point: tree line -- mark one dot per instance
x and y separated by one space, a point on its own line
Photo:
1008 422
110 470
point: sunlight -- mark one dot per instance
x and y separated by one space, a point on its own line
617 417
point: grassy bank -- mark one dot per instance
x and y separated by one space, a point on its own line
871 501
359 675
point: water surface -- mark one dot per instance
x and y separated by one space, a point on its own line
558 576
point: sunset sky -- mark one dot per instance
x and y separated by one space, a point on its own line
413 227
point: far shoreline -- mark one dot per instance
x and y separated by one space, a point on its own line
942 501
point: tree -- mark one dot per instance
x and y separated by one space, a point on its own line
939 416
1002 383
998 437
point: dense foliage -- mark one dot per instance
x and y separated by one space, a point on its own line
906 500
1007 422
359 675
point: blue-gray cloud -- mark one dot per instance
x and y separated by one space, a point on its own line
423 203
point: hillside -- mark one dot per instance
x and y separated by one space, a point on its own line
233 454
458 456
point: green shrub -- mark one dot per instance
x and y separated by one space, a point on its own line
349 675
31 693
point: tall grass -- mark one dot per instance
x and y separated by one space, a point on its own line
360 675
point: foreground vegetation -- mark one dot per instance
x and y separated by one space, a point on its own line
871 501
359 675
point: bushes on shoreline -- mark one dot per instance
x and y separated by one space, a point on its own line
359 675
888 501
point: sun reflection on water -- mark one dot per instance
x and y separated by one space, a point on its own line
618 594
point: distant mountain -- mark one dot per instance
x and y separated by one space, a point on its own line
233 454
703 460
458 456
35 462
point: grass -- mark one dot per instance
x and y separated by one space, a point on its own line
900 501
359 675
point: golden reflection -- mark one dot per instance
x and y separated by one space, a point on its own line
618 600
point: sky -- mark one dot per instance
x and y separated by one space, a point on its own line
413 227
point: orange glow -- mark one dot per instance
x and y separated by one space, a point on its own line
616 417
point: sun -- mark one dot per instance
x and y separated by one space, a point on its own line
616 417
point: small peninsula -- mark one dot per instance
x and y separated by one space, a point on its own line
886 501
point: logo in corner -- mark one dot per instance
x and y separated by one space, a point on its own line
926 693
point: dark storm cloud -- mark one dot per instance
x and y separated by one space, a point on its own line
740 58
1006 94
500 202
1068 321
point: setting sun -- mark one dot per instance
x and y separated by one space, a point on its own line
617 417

_ _ _ _ _

### [Given task]
Extract the complete set of records unchanged.

### [Response to this exercise]
point: tree line -- mark one dot per instance
x and y separated by one space, a point on its own line
Photo:
1008 422
110 470
point: sunlight -- mark one dot per instance
x and y separated by one space, a point on its own line
617 417
point: grassy bank -- mark one dot per instance
x and y separated by one space, a point on its own line
871 501
359 675
point: water surface -- mark one dot per instance
x and y separated by one space, a point on its own line
558 576
point: sunset sky -- mark one dot per instance
x and y separated by one space, a point on its own line
413 227
point: far shoreline -- mark one dot per instance
x and y separated by one space, a point on its own line
942 501
point: tree -- mark one dot per instance
x and y separated by one space, a point on its own line
939 416
1002 383
998 437
point: dense foliage -- mark one dot per instance
x and y separated by one space, a point on its own line
906 500
1007 422
359 675
point: blue-gray cloud -- mark one dot per instance
x and y separated by one space, a point on its own line
423 203
point: hillside -- mark one dot per instance
x and y separated by one space, a point on its own line
233 454
458 456
point: green shrub -- mark one dot per instance
x and y separated by one space, a point on its own line
349 675
31 693
point: tall grass -- mark one dot per instance
x and y separated by one space, a point on its own line
360 675
point: foreground vegetation -- mark one dot per instance
x and y separated by one space, a point on its own line
871 501
359 675
point: bushes on shoreline -- mark one dot per instance
x and y separated by one space, a point on its own line
359 675
888 501
point: sun reflection on water -- mark one dot per instance
x and y separated by one space, a point on its own line
618 594
point: distant mountain -- mark one dot per instance
x and y separated by one space, a point on its own line
233 454
703 460
458 456
35 462
point: grass -- mark one dot per instance
x and y separated by one space, a point on its own line
900 501
359 675
point: golden reflection -- mark one dot per instance
x and y separated by one space, a point on its own line
618 600
point: sky -- mark one dot per instance
x and y separated by one space, a point on its own line
413 227
point: orange glow -- mark one dot per instance
x and y separated by one space, a point on its own line
616 417
point: sun -- mark one dot per instance
x and y separated by one space, a point on its own line
616 417
point: small peninsula -- mark one dot per instance
x and y separated by one space, a point on its own line
886 501
point: logo in corner -- mark one dot per instance
x and y separated by one space, a point on its own line
926 693
point: dark storm cloud -- mark one dot per instance
x and y separated by one space, a point on its own line
740 58
1006 94
500 202
1068 321
point: setting sun -- mark one dot per instance
x and y separated by one space, a point on its own line
617 417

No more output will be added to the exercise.